● **The exercise**: What is needed is the run of lines from the one with "of the orange" through the close of the data, set down exactly.

(Stored items from a collection)
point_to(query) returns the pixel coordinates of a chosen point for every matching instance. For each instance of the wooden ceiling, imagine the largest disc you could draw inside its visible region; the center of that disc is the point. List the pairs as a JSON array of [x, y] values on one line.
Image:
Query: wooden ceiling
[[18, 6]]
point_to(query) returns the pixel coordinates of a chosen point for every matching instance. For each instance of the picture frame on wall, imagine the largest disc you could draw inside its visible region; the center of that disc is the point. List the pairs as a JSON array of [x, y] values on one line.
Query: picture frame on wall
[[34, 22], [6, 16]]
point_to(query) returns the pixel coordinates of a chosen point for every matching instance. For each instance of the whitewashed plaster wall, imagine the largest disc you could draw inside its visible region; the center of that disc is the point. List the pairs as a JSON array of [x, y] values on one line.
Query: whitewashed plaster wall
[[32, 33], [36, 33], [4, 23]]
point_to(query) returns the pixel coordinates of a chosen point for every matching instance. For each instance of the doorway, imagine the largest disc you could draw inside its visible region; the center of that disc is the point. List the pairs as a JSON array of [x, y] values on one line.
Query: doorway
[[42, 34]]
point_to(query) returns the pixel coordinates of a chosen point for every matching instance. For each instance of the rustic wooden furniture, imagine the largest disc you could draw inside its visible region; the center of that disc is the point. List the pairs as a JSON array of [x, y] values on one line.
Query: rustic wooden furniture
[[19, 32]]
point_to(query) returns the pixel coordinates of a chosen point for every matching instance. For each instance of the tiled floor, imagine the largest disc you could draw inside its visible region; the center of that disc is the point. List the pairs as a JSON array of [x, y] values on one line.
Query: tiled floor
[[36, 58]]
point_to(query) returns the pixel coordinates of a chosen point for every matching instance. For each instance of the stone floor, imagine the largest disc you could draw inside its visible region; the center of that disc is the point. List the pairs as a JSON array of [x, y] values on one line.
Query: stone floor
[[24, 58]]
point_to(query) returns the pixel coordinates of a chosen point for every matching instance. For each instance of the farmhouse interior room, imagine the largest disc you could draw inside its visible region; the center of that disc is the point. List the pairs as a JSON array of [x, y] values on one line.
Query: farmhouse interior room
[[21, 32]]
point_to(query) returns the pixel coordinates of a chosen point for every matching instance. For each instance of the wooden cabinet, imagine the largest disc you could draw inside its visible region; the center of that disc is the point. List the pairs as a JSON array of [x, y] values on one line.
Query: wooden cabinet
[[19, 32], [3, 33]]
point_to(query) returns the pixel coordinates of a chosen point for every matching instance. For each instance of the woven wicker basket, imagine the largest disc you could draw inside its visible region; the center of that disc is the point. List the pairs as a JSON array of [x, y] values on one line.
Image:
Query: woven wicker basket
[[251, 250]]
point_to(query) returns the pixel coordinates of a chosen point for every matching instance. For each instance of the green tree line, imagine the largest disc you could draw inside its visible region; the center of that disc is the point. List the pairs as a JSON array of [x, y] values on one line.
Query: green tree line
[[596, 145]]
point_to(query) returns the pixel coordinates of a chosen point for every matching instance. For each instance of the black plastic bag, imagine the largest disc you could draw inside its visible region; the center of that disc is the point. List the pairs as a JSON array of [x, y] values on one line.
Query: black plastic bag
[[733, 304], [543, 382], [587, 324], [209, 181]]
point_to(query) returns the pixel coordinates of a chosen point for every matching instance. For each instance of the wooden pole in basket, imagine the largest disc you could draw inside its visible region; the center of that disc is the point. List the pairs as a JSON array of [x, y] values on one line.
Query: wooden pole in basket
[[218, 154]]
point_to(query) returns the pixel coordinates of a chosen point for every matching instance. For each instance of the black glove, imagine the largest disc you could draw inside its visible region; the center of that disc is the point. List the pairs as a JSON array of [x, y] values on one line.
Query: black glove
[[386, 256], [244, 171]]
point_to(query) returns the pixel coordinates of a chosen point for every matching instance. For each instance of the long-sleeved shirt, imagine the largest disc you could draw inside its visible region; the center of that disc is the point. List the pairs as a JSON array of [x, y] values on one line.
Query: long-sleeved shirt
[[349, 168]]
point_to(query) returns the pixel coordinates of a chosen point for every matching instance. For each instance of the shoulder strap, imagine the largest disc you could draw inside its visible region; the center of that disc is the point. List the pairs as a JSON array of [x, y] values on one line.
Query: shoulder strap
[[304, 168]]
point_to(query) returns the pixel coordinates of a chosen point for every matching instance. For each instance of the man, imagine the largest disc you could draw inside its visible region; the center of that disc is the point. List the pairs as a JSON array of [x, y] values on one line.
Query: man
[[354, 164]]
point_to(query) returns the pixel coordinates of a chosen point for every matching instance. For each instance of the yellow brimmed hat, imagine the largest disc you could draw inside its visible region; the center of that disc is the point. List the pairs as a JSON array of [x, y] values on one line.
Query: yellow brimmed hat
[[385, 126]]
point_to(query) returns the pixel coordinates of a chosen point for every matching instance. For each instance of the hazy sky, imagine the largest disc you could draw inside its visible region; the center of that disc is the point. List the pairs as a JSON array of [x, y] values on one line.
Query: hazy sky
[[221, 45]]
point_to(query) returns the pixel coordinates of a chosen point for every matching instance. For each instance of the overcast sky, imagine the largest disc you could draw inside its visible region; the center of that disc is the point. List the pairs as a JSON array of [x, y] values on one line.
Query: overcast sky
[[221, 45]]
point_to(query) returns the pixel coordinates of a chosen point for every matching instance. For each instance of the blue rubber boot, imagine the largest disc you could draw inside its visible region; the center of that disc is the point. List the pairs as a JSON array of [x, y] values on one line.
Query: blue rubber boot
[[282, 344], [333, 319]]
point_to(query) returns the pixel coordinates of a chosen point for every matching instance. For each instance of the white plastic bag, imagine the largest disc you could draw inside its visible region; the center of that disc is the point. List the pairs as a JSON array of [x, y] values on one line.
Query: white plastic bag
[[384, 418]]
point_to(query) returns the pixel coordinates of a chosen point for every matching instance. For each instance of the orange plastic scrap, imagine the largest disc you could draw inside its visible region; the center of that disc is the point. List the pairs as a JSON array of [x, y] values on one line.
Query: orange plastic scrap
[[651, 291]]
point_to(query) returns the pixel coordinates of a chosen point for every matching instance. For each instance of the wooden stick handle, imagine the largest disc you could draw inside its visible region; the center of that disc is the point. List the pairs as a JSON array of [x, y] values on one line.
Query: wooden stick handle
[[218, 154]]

● **Output**:
point_to(query) returns the pixel coordinates of a chosen point for every matching instance. For each instance of the orange plastic scrap, imagine the largest disc you could draw inside its visible region; the center of that disc is the point. List the pairs as a JSON array of [x, y] values on one line.
Query: orange plastic scrap
[[651, 291]]
point_to(query) returns the pixel coordinates of a chosen point for every matching instance. For each instance of the wooden stick handle, imagine the largest disc you could draw inside its visible region; the center of that disc is the point. List the pairs as a JSON array of [x, y] values on one line.
Query: wooden stick handle
[[218, 154]]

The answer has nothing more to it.